*INFORMATION PROVIDED:*
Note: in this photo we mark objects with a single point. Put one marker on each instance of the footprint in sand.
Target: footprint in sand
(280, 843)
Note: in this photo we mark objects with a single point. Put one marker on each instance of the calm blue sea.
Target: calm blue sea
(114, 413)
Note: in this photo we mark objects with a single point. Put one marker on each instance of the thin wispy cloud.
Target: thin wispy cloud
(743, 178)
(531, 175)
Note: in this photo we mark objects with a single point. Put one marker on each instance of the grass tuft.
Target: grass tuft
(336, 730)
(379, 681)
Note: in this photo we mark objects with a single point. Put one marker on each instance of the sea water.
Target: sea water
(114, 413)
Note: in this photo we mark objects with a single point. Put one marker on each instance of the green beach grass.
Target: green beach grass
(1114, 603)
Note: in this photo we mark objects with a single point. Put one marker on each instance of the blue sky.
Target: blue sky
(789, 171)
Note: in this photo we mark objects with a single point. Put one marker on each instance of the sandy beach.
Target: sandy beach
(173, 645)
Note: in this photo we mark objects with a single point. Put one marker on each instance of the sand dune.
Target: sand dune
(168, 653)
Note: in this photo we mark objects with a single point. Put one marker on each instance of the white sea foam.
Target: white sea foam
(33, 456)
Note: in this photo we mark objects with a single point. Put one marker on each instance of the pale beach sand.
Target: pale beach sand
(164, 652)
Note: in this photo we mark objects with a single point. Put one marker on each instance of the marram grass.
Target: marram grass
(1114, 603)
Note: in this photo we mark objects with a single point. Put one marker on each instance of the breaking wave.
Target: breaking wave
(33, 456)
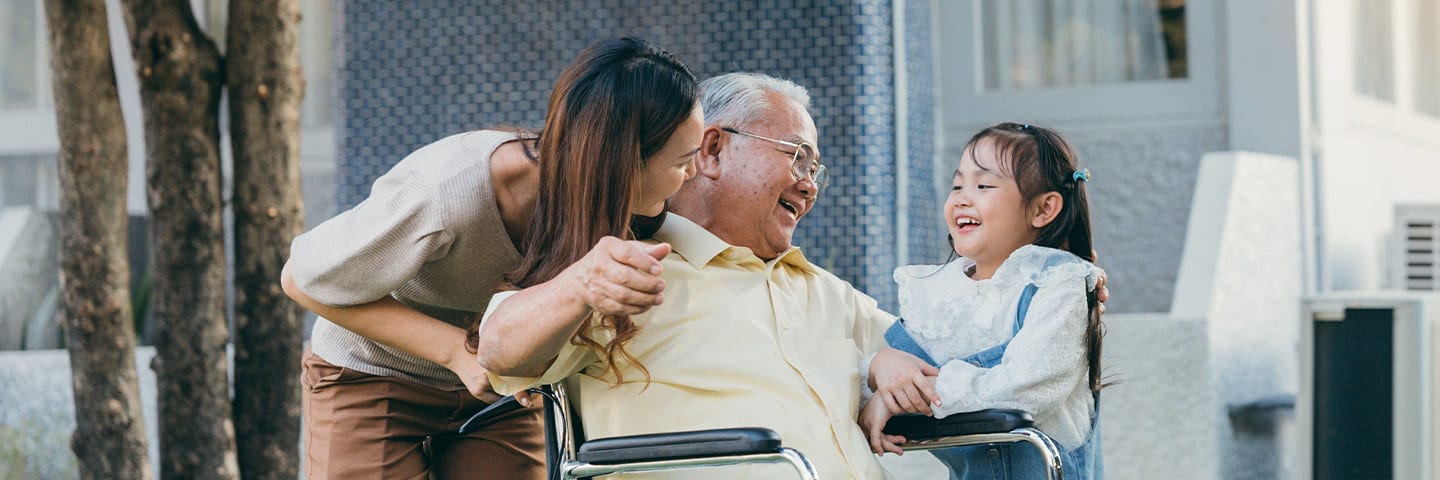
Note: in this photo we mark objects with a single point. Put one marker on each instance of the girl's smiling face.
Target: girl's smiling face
(985, 214)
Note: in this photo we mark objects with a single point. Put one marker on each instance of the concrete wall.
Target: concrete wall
(1242, 273)
(29, 278)
(1157, 418)
(39, 412)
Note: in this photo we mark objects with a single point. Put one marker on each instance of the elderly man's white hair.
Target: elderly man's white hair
(736, 100)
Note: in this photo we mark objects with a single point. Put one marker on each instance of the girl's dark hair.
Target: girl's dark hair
(614, 105)
(1041, 162)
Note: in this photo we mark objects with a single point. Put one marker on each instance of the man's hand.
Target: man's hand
(619, 277)
(873, 418)
(903, 382)
(1100, 293)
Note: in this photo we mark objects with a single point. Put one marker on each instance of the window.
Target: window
(25, 71)
(317, 55)
(1033, 43)
(1374, 65)
(1396, 58)
(1427, 56)
(1076, 62)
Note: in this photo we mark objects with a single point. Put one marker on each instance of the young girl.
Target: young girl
(1013, 322)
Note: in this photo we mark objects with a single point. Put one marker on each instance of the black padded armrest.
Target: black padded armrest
(684, 444)
(490, 414)
(985, 421)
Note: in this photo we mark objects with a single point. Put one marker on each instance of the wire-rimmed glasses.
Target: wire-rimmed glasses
(804, 163)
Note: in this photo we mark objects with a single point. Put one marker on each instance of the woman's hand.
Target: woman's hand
(475, 381)
(619, 277)
(873, 418)
(903, 382)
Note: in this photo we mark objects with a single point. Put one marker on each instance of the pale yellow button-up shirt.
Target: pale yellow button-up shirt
(739, 342)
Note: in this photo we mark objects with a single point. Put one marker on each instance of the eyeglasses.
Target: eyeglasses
(805, 162)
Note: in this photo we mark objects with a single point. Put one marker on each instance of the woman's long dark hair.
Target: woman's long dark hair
(1041, 162)
(612, 107)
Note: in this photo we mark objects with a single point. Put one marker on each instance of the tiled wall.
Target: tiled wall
(412, 72)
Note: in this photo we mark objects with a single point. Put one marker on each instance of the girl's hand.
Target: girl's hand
(873, 418)
(903, 382)
(619, 277)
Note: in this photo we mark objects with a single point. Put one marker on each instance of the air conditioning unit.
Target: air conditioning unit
(1414, 248)
(1367, 404)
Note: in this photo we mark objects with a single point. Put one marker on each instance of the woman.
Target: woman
(398, 278)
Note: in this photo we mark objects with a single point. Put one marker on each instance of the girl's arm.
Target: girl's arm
(903, 382)
(522, 335)
(395, 325)
(1041, 365)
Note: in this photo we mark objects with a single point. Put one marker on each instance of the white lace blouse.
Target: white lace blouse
(1044, 368)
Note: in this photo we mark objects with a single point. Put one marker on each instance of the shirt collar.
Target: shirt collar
(699, 247)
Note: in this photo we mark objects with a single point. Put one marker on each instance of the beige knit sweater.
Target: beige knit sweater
(429, 234)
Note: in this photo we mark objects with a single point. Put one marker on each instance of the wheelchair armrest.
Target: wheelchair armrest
(985, 421)
(490, 414)
(686, 444)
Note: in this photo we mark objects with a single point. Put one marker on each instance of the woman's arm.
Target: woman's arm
(395, 325)
(524, 333)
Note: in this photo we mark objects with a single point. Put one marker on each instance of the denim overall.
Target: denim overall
(1004, 461)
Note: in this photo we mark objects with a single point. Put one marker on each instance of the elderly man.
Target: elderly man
(738, 327)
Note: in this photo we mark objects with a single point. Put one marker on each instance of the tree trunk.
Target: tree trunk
(265, 88)
(110, 431)
(180, 74)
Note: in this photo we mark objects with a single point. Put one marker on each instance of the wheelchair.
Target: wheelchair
(572, 456)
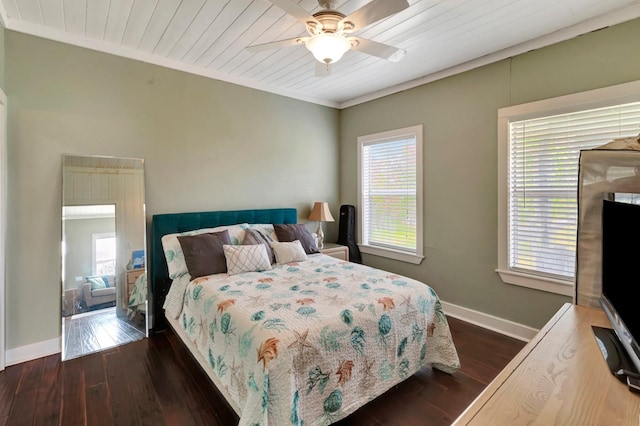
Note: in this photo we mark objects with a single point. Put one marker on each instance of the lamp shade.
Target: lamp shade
(327, 47)
(321, 213)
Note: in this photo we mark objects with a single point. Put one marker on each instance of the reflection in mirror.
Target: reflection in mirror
(104, 286)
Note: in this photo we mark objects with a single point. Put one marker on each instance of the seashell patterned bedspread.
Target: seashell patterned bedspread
(313, 341)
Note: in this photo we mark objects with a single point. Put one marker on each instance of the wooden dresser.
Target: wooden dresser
(132, 276)
(559, 378)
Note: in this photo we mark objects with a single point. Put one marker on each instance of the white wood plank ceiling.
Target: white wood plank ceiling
(209, 37)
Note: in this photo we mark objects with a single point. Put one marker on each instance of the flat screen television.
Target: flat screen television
(621, 281)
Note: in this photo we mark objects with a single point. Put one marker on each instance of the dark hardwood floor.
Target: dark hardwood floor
(156, 382)
(98, 330)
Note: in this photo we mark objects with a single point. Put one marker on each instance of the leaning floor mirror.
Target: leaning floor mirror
(104, 285)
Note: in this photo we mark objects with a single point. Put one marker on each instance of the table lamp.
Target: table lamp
(321, 213)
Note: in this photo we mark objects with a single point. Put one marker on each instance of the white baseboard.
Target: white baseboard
(490, 322)
(33, 351)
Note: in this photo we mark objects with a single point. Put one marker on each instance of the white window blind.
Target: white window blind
(389, 193)
(543, 179)
(104, 254)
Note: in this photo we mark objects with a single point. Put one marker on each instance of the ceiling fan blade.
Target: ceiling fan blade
(374, 11)
(322, 69)
(276, 44)
(380, 50)
(294, 10)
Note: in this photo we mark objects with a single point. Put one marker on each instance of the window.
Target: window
(539, 151)
(390, 194)
(104, 253)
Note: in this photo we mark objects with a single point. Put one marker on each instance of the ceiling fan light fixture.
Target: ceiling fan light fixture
(328, 47)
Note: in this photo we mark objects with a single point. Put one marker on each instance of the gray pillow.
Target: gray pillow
(204, 254)
(297, 231)
(253, 237)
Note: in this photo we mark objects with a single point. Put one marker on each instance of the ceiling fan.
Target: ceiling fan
(329, 31)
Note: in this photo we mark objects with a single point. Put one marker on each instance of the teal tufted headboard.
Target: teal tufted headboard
(163, 224)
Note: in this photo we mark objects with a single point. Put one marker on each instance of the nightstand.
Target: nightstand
(336, 250)
(132, 276)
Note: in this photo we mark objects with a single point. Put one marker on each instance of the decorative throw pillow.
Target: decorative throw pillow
(173, 250)
(203, 253)
(246, 258)
(96, 283)
(296, 231)
(253, 236)
(265, 229)
(287, 252)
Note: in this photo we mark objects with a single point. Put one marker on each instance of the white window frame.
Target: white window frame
(598, 98)
(94, 238)
(391, 135)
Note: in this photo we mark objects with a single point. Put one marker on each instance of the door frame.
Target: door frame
(3, 222)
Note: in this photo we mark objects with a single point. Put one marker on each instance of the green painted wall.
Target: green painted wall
(459, 115)
(211, 145)
(207, 145)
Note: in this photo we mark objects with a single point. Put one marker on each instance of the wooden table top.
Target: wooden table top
(559, 378)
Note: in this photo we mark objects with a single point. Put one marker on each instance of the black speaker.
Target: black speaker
(347, 232)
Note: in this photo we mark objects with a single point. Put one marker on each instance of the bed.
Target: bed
(305, 342)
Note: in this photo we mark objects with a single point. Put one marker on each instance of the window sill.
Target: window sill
(391, 254)
(549, 285)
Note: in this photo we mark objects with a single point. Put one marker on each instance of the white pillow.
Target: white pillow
(173, 250)
(250, 258)
(266, 229)
(288, 252)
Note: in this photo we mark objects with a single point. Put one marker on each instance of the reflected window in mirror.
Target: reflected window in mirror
(103, 225)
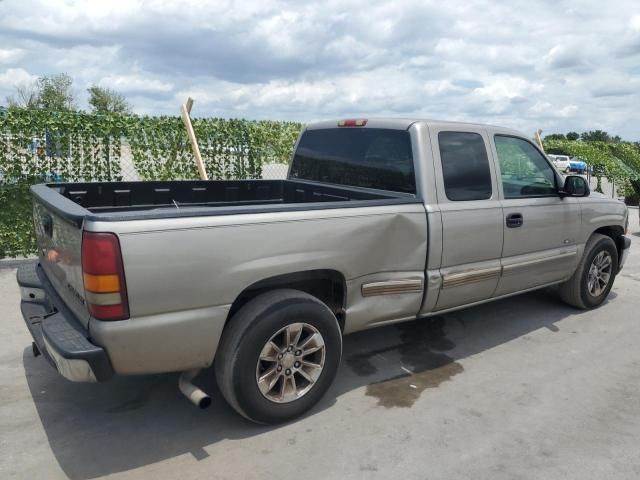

*WHAT THE TASK REQUIRES:*
Please change "marker" to "dot" throughout the rows that begin at the line containing "decorative throw pillow." and run to the end of the rows, leaving everything else untouched. Return only those rows, without the pictures.

*TASK RESPONSE:*
Note: in this photo we mark objects with a single point. Put one dot on each instance of the decorative throw pillow.
Target: decorative throw pillow
(173, 250)
(203, 253)
(246, 258)
(96, 283)
(296, 231)
(253, 236)
(265, 229)
(287, 252)
Note: in this photo we mark objects with a single point. Put one dot on each instance of the white window frame.
Target: white window frame
(598, 98)
(94, 238)
(391, 135)
Note: in this photo we mark objects with a single point. Put one dot on each instance of the door frame.
Target: door frame
(3, 222)
Note: in this photo we mark objects with a single point. Put one dot on each instance of the green painted wall.
Target: green painted wall
(459, 115)
(211, 145)
(207, 145)
Note: in this photo we mark objects with a single point. Put one dot on each instance of the wooden table top.
Target: wooden table top
(559, 378)
Note: in this photo we mark objects with a single point. Put one dot on each instance of the black speaker.
Target: black speaker
(347, 232)
Note: in this photo we mark objects with a single point. Put one dot on each instance of the bed.
Target: bed
(305, 342)
Note: in this photo we mark objects with a single point. Put one dot on each instance of the window sill.
Target: window sill
(391, 254)
(549, 285)
Note: in this photo we mark objects with a single point. Put one dot on each instance of the white pillow.
Target: white pillow
(173, 250)
(250, 258)
(266, 229)
(288, 252)
Note: in this photo we mark objects with a single point. Put one dot on each instance of the reflected window in mirror.
Target: reflected window in mirror
(103, 225)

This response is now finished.